What you are asked to do: Transcribe the passage of the article on the Divine Strake explosion starting at "The Divine Strake test" and ending at "five times greater.".

Passage provided:
= = = =
* 700 Ton Explosion Planned for the Nevada Test Site
The Department of Energy (DOE) is preparing to conduct a large scale, open-air, high explosive detonation on June 2nd. The explosion, named Divine Strake, will test what capabilities are needed to attack hardened underground targets. It will be conducted at the Nevada Test Site, which is located approximately 90 miles north of Las Vegas.
"This is the largest single explosive we could imagine doing," said James A. Tegnelia, director of the Pentagon's Defense Threat Reduction Agency, which will conduct the test. He described the test to defense reporters as a massive blast that would generate a “mushroom cloud” of dust over Nevada.
The Divine Strake test will not use a conventional bomb; instead it will detonate 700 tons of ammonium nitrate and fuel oil or an equivalent of 593 tons of TNT. The force of the explosion will far exceed the yield of any conventional weapon. The largest conventional weapon in the U.S. inventory, the Massive Ordnance Air Blast bomb, contains only nine tons of explosives with a yield of approximately 0.12 kilotons of TNT. In contrast, the explosive power of Divine Strake will be approximately five times greater.
While the yield of the Divine Strake detonation far exceeds that of conventional weapons, it is approximately double the lowest yield option on the non-strategic B61 nuclear gravity bomb. There are three models of the B61 in the United States nuclear arsenal, which have yields ranging from .3 kilotons to 170 kilotons. The Divine Strake detonation has a yield within this range. Activists are concerned that the results are intended to aid scientists in modifying the B61 bomb to target underground bunkers.
Pentagon officials confirmed these concerns by identifying the explosion as being the Tunnel Target Defeat test, which was described in federal budget documents as a conventional detonation in support of nuclear weapons research. The description of the Tunnel Target Defeat test in the Fiscal Year 2006 budget was for a "full-scale tunnel defeat demonstration using high explosives to simulate a low yield nuclear weapon ground shock environment at Department of Energy’s Nevada Test Site." The president's proposed Fiscal Year 2007 budget named the test as a part of a program which "will develop a planning tool that will improve the warfighter's confidence in selecting the smallest proper nuclear yield necessary to destroy underground facilities while minimizing collateral damage."
If Divine Strake is to be a conventional alternative to nuclear tests it would support the development of new low yield nuclear weapons capabilities. These new nukes would be able to burrow into the ground and target hardened underground bunkers. A similar but more powerful weapon, the Robust Nuclear Earth Penetrator, has been repeatedly proposed by DOE, but never developed because Congress refused to fund the program.
Pentagon spokeswoman, Irene Smith, recently retracted the previous Pentagon statement, which identified the Divine Strake detonation as the Tunnel Target Defeat test. While the Pentagon did not deny the description in the budget documents, Smith said, "things change. [The purpose of the test] has changed and the wording got left in."
= = = =
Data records
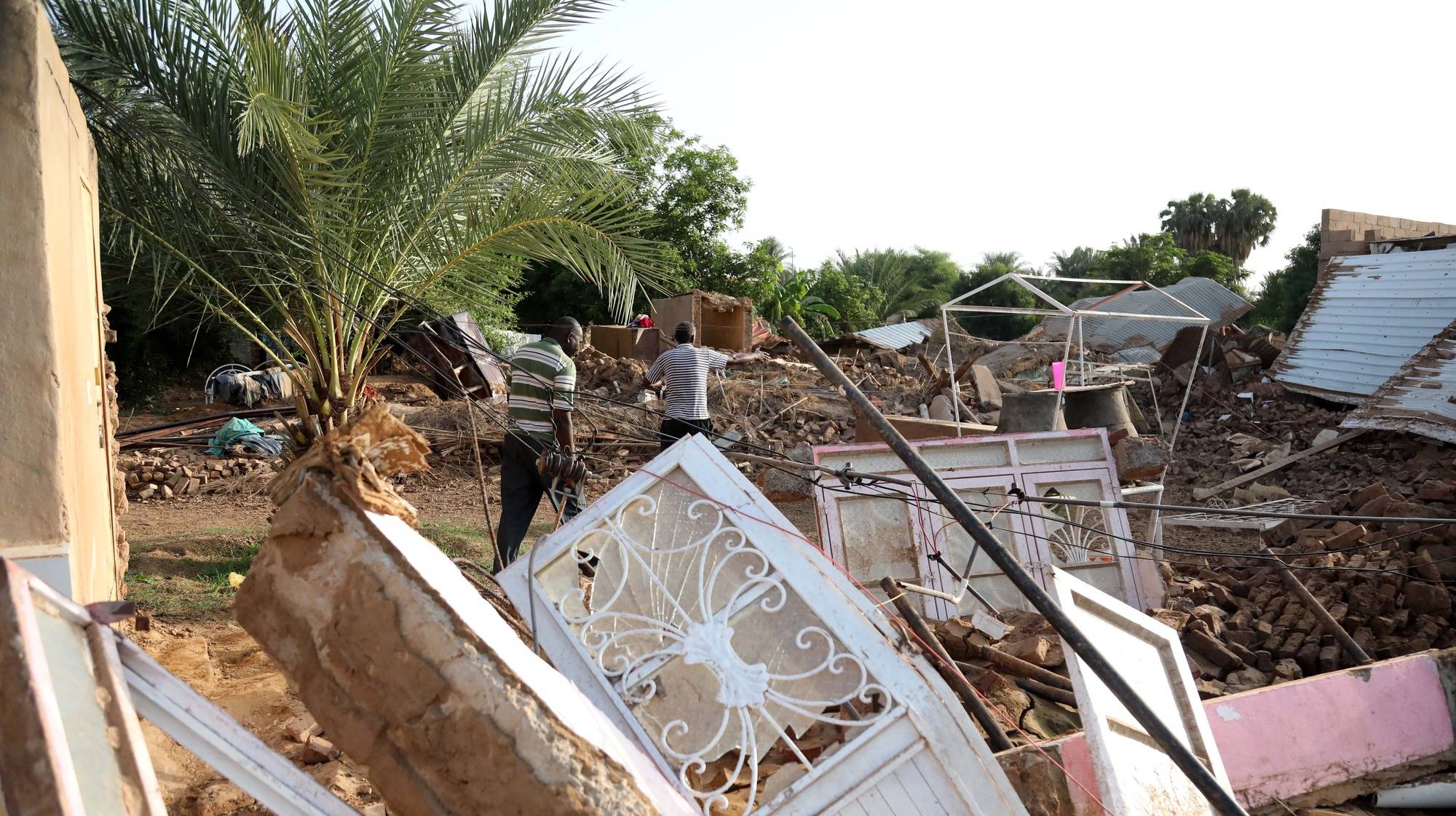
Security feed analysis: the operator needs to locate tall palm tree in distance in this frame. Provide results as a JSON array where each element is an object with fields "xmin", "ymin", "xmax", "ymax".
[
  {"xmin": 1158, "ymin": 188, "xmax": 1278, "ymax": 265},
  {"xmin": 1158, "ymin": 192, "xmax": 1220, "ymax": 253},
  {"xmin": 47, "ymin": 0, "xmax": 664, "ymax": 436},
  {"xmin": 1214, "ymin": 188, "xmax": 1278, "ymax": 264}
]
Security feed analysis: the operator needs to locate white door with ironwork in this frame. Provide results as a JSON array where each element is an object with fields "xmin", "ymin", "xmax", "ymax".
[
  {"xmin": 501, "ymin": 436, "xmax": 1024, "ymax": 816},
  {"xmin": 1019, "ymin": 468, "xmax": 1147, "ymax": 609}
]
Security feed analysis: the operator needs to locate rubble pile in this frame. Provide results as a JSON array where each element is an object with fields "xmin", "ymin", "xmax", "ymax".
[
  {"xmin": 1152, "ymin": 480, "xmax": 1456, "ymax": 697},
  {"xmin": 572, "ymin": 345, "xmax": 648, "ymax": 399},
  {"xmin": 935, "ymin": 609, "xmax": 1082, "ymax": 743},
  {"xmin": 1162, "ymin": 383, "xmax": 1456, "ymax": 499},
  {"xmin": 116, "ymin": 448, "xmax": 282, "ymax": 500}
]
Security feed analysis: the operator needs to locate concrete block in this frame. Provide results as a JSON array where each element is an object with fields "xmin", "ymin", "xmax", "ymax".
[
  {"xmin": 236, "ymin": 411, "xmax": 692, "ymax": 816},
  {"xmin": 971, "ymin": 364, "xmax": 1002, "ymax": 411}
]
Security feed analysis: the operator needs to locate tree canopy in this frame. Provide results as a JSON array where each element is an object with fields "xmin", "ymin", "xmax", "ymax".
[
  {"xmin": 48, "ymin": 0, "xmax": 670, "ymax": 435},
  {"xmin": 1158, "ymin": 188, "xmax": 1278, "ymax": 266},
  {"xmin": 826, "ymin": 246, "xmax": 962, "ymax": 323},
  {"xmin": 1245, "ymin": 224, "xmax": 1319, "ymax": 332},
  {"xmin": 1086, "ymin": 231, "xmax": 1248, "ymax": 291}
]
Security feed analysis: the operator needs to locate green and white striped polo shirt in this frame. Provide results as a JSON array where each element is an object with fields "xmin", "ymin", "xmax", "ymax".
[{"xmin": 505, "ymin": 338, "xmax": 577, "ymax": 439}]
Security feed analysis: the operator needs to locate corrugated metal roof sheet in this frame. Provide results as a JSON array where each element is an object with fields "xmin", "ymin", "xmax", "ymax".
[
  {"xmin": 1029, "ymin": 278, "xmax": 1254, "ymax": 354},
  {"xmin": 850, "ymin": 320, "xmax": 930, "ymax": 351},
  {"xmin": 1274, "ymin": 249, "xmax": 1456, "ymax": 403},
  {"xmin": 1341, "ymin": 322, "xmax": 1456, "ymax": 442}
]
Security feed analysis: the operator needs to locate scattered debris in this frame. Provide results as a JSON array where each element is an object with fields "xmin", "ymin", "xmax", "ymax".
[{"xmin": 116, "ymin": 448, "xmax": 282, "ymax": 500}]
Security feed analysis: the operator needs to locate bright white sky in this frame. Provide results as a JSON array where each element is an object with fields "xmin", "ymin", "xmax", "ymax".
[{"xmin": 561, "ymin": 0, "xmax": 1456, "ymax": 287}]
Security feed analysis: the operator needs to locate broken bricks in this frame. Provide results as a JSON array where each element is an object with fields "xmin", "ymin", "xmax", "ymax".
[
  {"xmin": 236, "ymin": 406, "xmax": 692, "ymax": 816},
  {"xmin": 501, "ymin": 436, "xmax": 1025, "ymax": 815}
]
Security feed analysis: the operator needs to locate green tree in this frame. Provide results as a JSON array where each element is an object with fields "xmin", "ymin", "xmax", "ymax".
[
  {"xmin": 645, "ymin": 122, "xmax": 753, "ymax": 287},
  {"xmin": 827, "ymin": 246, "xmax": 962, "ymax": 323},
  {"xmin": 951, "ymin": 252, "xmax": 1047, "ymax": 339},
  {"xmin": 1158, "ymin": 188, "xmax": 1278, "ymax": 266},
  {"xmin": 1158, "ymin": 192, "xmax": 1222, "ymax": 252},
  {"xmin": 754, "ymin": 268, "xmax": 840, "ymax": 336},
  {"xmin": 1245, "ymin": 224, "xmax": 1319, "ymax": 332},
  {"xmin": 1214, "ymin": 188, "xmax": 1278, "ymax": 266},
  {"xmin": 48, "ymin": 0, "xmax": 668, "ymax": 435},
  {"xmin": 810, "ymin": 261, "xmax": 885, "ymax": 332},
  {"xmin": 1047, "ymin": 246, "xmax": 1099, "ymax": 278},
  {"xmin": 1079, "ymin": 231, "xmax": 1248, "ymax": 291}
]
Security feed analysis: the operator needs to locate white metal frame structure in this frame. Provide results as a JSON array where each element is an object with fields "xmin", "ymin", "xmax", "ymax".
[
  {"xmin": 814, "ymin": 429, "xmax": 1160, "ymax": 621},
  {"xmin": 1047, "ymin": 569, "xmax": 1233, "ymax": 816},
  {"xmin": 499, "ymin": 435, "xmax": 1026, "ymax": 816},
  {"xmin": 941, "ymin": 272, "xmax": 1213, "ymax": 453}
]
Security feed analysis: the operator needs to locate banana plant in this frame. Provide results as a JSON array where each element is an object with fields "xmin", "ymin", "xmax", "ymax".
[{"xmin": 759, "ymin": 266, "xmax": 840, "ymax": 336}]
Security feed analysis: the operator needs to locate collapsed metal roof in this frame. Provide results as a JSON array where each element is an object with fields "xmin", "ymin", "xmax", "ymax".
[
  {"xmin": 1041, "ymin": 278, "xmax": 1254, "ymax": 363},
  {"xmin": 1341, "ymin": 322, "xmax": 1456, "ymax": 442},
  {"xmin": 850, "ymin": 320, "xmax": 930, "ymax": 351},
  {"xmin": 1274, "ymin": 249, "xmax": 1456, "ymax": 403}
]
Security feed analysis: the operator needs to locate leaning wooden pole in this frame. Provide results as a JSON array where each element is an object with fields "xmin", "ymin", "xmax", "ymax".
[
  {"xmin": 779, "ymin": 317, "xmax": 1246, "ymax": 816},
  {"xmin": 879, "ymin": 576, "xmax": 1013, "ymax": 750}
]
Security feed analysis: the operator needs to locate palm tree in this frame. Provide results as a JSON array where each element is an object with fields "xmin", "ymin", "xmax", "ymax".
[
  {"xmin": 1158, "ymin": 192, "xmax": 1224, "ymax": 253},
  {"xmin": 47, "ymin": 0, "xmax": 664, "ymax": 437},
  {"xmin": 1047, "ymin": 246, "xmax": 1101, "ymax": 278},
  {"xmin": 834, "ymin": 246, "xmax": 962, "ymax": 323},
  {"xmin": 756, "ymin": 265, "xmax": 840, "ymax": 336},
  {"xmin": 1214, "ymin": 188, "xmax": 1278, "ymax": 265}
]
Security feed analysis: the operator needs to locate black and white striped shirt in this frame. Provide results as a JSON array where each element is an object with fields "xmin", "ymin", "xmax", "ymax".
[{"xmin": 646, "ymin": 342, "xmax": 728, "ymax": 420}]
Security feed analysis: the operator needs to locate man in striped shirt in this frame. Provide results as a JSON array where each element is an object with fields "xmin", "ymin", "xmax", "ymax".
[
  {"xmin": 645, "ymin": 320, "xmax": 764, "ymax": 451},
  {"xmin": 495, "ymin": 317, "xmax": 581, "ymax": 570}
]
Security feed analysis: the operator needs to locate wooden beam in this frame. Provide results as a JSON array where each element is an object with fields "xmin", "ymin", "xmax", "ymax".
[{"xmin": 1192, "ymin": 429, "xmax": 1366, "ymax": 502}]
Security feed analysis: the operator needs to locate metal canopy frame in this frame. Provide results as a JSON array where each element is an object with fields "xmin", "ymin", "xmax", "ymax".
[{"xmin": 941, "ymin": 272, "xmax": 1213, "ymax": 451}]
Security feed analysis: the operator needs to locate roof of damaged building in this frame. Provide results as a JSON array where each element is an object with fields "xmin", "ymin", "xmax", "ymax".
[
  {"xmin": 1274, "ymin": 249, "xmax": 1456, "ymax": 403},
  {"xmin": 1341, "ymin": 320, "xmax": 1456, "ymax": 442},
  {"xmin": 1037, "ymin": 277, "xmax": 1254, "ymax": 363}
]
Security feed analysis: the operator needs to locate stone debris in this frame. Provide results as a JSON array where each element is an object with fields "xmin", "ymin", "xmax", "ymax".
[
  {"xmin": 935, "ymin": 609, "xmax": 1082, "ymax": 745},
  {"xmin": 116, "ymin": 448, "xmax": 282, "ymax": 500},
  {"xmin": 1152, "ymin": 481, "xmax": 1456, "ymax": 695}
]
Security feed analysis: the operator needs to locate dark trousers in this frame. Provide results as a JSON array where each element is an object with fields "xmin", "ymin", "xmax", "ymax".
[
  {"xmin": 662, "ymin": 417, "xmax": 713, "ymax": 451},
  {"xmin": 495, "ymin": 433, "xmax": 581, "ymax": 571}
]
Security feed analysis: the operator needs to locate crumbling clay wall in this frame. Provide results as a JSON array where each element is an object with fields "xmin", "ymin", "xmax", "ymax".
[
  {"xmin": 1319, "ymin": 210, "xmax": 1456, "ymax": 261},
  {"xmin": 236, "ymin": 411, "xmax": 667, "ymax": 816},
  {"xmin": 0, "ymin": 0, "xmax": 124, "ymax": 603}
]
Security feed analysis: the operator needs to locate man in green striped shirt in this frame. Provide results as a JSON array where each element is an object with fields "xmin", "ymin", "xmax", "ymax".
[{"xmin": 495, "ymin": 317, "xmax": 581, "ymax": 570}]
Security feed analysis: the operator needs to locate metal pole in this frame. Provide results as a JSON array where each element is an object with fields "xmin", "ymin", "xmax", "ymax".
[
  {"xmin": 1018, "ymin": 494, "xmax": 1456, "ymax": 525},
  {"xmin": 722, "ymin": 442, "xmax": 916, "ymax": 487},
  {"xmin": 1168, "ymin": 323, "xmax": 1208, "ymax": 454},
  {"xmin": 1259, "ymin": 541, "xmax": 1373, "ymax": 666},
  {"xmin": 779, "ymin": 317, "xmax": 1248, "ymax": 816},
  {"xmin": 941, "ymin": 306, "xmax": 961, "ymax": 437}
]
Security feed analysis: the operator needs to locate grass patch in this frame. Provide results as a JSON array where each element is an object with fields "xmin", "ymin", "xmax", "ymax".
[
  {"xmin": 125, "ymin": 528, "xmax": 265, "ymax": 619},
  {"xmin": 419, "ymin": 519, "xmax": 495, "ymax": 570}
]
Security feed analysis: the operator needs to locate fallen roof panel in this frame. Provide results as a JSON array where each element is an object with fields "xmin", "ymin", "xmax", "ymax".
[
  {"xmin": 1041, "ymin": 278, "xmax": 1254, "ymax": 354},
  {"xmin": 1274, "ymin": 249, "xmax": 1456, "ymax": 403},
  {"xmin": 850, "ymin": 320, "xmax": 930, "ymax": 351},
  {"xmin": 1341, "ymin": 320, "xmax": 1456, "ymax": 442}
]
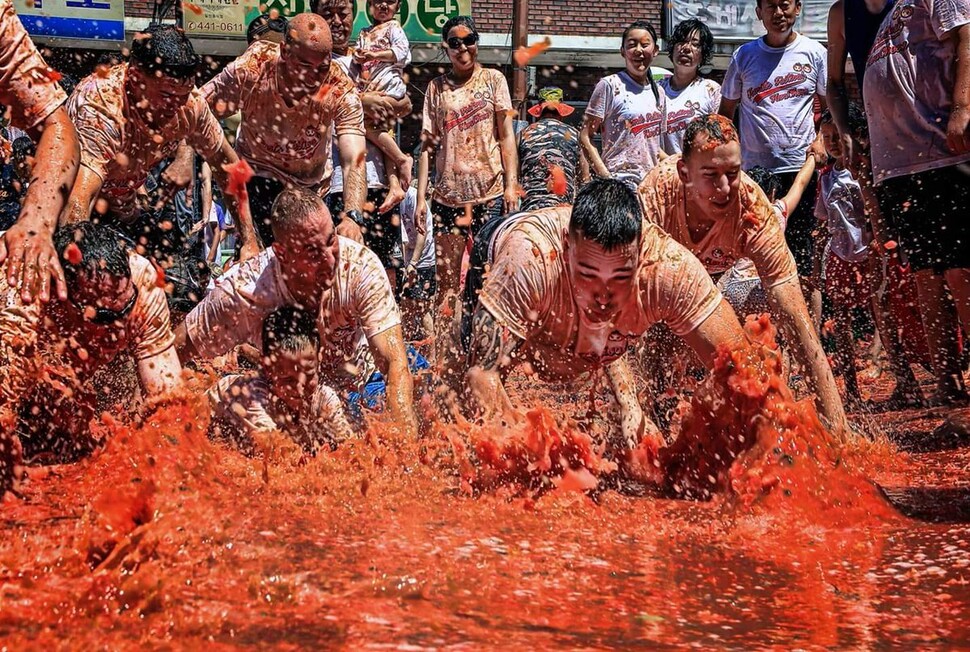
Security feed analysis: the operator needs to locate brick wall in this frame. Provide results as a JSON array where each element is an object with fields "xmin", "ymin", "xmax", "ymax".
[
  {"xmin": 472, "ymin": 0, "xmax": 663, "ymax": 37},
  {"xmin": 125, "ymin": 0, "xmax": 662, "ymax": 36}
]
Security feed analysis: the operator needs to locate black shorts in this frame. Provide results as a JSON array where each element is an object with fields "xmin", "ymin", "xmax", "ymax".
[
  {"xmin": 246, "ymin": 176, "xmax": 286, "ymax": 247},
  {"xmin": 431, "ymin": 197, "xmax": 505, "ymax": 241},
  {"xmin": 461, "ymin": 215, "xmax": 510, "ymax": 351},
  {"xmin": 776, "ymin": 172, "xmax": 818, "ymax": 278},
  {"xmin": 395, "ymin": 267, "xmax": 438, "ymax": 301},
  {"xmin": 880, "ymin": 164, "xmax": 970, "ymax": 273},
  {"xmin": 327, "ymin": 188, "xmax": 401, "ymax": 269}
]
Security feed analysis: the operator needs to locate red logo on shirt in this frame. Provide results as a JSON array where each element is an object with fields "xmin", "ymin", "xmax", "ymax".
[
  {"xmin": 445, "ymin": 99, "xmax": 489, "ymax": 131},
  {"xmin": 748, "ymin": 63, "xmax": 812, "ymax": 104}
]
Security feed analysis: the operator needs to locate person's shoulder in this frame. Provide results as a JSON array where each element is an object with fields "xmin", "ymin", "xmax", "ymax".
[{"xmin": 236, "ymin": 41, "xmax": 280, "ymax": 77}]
= = = =
Solution to this task:
The Divine Strake test will not use a conventional bomb; instead it will detonate 700 tons of ammonium nitrate and fuel oil or an equivalent of 593 tons of TNT. The force of the explosion will far exceed the yield of any conventional weapon. The largest conventional weapon in the U.S. inventory, the Massive Ordnance Air Blast bomb, contains only nine tons of explosives with a yield of approximately 0.12 kilotons of TNT. In contrast, the explosive power of Divine Strake will be approximately five times greater.